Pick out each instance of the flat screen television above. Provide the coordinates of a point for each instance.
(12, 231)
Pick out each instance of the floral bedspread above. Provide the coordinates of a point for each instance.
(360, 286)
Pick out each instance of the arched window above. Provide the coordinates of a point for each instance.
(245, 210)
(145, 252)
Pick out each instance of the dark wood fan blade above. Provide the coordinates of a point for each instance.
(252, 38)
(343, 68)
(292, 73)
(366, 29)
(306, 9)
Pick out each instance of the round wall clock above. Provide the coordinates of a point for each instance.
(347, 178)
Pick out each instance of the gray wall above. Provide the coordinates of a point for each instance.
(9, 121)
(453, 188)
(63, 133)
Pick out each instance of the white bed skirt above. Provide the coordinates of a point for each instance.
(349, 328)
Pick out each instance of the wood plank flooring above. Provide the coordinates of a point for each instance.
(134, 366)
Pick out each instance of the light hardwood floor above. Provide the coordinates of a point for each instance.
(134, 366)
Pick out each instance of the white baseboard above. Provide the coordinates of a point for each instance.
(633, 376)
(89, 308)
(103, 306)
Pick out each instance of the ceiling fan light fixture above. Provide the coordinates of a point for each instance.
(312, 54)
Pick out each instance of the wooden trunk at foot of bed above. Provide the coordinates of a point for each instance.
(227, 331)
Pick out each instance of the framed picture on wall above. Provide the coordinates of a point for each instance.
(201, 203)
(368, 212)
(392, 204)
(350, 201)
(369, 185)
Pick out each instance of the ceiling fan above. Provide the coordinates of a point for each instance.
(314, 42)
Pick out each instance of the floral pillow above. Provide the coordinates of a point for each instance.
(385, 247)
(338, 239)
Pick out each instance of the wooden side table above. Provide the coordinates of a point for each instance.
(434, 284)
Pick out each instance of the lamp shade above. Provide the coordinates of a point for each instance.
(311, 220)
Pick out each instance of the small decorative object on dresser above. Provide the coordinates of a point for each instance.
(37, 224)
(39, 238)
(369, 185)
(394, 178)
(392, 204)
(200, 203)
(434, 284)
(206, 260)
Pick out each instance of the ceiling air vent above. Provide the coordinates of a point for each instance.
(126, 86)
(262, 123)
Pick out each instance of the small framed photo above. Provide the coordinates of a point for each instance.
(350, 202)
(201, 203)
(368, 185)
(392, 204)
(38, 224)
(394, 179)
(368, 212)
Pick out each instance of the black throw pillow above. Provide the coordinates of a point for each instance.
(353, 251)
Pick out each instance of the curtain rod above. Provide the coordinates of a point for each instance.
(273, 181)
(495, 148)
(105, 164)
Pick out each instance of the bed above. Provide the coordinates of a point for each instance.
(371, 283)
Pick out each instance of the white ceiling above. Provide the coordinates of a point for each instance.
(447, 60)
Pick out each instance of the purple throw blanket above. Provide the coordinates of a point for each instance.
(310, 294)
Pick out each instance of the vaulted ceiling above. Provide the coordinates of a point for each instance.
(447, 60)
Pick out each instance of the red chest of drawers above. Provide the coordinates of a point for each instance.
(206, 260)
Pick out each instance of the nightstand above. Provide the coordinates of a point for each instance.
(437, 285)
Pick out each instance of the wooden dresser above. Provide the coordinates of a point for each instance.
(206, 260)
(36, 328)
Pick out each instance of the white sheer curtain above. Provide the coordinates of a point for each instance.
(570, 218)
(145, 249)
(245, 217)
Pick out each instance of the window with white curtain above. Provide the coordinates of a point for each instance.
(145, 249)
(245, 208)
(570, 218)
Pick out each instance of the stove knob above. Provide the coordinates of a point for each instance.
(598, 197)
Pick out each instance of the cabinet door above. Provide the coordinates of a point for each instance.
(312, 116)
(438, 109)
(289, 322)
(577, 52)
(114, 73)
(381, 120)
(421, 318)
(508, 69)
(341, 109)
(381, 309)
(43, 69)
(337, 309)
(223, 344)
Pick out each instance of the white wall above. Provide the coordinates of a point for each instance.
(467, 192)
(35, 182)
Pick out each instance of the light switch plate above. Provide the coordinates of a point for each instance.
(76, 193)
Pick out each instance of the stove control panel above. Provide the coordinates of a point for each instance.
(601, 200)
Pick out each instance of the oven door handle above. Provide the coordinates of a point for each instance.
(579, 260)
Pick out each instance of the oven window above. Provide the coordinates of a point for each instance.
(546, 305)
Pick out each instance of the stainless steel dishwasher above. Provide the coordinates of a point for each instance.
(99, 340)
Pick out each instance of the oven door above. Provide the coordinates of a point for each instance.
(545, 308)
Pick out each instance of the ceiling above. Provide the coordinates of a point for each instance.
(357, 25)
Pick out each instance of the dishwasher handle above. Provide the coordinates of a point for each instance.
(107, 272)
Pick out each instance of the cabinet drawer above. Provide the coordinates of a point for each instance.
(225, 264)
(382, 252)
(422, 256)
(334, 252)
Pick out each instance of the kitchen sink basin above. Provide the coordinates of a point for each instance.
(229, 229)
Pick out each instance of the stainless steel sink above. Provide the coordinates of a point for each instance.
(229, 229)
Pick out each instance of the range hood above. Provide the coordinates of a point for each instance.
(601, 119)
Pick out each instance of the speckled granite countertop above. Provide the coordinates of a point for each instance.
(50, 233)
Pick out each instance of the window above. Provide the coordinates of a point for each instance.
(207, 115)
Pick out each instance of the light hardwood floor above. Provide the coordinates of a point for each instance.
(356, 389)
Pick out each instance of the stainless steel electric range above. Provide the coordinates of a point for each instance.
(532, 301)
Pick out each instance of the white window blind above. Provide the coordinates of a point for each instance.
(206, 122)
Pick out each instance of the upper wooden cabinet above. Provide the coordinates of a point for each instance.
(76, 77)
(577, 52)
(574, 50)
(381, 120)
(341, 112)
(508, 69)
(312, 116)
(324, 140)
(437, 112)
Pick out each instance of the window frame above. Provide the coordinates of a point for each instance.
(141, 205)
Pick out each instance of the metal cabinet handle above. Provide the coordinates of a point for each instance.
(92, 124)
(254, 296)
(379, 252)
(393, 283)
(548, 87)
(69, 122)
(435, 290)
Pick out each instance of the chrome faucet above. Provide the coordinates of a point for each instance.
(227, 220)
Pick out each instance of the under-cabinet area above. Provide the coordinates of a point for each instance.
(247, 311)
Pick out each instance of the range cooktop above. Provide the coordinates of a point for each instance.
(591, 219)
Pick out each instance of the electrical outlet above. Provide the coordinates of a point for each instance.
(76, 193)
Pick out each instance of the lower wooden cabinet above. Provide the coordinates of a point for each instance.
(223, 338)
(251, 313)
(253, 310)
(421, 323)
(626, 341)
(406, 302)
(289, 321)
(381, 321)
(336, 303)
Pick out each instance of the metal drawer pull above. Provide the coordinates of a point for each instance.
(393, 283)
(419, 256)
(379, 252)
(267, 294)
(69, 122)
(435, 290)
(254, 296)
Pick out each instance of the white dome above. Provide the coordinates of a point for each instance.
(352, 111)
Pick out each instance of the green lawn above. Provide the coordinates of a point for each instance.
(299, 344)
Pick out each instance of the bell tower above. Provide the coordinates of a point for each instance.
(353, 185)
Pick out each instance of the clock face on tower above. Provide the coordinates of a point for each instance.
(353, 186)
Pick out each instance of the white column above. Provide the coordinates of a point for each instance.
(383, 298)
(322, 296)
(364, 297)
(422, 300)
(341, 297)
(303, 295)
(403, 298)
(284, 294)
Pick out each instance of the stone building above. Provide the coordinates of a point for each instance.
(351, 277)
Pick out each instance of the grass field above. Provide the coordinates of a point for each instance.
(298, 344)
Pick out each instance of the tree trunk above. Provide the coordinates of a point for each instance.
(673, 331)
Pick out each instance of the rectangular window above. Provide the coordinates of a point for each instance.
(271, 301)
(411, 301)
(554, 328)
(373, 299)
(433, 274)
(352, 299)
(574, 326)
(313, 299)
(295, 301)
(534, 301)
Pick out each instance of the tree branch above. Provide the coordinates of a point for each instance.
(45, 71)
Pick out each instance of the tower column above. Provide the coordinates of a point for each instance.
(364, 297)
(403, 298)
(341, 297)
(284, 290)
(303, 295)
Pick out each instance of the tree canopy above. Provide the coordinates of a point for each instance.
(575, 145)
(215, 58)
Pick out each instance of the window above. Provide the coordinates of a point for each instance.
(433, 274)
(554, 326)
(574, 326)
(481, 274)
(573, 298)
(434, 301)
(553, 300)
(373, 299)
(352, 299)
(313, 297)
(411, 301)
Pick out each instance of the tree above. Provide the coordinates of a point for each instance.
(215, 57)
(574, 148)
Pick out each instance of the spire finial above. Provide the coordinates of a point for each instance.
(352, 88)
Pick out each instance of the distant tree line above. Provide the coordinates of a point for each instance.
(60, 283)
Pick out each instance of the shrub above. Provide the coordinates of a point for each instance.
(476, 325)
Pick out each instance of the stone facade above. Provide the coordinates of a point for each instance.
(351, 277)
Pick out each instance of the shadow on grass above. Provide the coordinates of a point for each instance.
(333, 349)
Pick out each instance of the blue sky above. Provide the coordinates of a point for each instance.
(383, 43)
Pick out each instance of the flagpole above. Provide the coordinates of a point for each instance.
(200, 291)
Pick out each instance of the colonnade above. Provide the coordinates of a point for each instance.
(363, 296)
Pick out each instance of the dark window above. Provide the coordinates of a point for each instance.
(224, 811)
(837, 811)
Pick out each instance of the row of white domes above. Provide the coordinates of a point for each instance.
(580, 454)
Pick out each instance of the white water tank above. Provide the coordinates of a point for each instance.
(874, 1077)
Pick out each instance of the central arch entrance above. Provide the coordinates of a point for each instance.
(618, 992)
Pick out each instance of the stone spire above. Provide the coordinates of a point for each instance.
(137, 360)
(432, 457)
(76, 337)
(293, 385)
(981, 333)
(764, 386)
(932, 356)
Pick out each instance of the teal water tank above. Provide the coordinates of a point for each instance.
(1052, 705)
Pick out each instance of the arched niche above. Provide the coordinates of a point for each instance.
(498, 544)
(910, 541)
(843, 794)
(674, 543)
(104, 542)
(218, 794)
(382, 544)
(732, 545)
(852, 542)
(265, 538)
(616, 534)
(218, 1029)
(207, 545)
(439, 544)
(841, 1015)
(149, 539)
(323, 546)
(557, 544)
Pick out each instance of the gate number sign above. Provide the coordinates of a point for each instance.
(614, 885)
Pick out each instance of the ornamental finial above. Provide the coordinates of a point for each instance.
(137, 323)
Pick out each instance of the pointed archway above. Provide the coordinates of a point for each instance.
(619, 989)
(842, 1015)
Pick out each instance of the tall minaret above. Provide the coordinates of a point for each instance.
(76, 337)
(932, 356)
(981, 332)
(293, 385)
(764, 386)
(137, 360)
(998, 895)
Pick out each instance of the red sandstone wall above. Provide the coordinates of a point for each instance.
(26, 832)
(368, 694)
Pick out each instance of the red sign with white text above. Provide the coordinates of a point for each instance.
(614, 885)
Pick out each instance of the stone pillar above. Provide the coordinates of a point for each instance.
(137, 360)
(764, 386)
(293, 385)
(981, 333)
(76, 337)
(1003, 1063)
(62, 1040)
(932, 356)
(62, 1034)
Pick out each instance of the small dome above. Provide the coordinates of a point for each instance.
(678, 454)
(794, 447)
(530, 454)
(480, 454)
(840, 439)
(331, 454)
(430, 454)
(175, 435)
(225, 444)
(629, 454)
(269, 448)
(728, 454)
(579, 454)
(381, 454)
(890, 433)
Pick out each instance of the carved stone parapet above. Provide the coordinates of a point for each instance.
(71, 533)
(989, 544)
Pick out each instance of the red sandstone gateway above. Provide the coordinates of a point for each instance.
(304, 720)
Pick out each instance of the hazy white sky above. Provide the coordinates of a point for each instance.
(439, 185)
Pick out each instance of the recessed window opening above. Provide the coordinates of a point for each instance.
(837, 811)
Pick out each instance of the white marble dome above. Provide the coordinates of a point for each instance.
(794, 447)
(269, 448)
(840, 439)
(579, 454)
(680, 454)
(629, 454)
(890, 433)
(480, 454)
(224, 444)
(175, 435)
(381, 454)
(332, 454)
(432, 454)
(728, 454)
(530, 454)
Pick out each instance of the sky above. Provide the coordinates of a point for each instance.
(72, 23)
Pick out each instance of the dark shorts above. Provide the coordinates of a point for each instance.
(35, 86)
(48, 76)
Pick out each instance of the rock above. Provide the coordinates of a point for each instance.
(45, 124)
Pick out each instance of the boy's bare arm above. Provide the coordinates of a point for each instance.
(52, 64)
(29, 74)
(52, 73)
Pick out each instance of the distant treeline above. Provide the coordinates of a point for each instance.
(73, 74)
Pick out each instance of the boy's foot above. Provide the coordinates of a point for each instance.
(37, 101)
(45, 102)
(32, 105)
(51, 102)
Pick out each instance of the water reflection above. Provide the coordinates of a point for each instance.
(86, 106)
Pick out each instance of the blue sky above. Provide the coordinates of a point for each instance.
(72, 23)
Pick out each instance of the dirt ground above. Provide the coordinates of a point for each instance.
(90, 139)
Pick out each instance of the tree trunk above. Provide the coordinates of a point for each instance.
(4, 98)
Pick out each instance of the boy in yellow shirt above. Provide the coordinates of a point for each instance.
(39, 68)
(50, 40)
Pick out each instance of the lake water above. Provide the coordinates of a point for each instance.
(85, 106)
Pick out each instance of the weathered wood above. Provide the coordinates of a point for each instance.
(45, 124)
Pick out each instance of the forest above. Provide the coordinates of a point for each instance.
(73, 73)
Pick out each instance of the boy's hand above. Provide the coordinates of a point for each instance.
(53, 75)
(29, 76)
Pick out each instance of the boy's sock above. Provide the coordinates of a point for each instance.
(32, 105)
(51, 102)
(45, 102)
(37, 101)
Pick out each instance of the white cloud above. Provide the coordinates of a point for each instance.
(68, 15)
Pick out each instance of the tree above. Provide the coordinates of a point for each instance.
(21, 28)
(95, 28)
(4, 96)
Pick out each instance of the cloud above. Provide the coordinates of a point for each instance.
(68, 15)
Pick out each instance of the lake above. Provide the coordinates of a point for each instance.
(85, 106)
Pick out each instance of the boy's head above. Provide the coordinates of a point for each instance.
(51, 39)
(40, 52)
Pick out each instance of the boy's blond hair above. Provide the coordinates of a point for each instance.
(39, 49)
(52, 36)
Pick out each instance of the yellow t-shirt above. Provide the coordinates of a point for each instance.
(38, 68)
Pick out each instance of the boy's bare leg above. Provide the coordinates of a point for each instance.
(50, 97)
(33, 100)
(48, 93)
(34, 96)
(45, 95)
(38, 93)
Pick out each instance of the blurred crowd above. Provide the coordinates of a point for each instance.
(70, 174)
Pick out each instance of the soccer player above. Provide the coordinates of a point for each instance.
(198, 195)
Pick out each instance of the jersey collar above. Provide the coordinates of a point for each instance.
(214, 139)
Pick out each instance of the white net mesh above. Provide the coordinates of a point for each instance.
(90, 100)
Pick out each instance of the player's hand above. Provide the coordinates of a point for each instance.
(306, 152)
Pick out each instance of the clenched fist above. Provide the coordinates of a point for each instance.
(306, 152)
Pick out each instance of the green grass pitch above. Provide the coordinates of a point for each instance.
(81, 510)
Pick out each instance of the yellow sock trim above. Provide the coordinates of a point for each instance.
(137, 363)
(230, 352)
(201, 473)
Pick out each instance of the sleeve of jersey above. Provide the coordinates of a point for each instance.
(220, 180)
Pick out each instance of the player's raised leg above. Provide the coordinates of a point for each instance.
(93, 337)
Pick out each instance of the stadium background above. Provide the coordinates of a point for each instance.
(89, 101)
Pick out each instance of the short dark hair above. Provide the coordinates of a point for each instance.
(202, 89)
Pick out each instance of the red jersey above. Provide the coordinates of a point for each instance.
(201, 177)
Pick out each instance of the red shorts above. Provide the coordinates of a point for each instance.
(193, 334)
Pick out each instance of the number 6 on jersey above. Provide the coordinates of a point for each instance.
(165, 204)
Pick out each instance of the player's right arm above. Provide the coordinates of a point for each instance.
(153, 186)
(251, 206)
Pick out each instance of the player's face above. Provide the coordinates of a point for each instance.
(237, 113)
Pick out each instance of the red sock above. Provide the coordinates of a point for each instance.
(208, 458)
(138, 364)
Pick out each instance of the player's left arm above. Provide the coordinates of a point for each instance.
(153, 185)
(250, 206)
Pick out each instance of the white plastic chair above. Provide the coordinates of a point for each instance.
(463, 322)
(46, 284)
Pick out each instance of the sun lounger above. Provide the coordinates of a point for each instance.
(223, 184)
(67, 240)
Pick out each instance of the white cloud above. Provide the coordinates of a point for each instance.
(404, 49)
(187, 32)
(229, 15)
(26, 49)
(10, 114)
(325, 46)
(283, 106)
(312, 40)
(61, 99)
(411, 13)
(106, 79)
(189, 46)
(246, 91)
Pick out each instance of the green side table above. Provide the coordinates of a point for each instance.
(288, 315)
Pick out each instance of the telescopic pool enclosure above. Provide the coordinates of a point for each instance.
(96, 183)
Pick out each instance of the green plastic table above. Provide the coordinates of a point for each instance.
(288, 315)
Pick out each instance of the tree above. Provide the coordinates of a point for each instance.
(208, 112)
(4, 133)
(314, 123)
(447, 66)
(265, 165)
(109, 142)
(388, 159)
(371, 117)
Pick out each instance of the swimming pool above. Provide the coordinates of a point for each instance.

### [YOUR GOAL]
Starting at the line with "Pick out each instance of the player's left", copy every line up to and including the last one in the entries above.

### [SOLUTION BELOW]
Pick out each instance of the player's left arm above. Provide the coordinates of a point for each instance.
(153, 185)
(250, 206)
Pick out each instance of the white plastic chair above. Provide the coordinates of a point for each instance.
(463, 322)
(46, 284)
Pick out each instance of the sun lounger above. Provide the coordinates of a point for each instance.
(223, 184)
(67, 240)
Pick out each instance of the white cloud above. Provide the coordinates of a point for each instance.
(404, 49)
(187, 32)
(229, 15)
(26, 49)
(10, 114)
(325, 46)
(283, 106)
(312, 40)
(61, 99)
(411, 13)
(106, 79)
(189, 46)
(246, 91)
Pick out each instance of the green side table above. Provide the coordinates of a point for each instance.
(288, 315)
Pick out each instance of the telescopic pool enclosure above. Provide the coordinates of a point for each instance.
(96, 183)
Pick out each instance of the green plastic table above. Provide the coordinates of a point for each instance.
(288, 315)
Pick out each instance of the tree above. Provide the coordinates of a point for each instance.
(208, 112)
(4, 133)
(314, 123)
(447, 66)
(265, 165)
(109, 142)
(388, 159)
(371, 117)
Pick out each instance of the swimming pool above. Provide the coordinates of a point for each instance.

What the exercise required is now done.